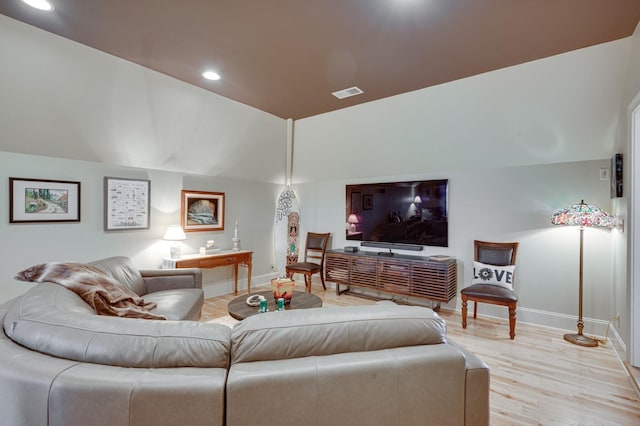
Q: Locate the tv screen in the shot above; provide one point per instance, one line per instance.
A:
(413, 213)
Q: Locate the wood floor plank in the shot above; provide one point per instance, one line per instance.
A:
(536, 379)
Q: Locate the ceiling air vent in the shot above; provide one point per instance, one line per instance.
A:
(345, 93)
• • • • • • •
- Exercise prompt
Leaving out the pictures, return the records exactly as given.

- Output for this exercise
Q: Locate the tv screen in the shot above; provide one point per instance, one line per instance.
A:
(413, 213)
Q: Locate the wood floor plank in the shot above; provide one point per instance, one line per instance.
A:
(536, 379)
Q: Locate the ceiling air vent in the shot above; provide one point per instance, one line per instance.
A:
(345, 93)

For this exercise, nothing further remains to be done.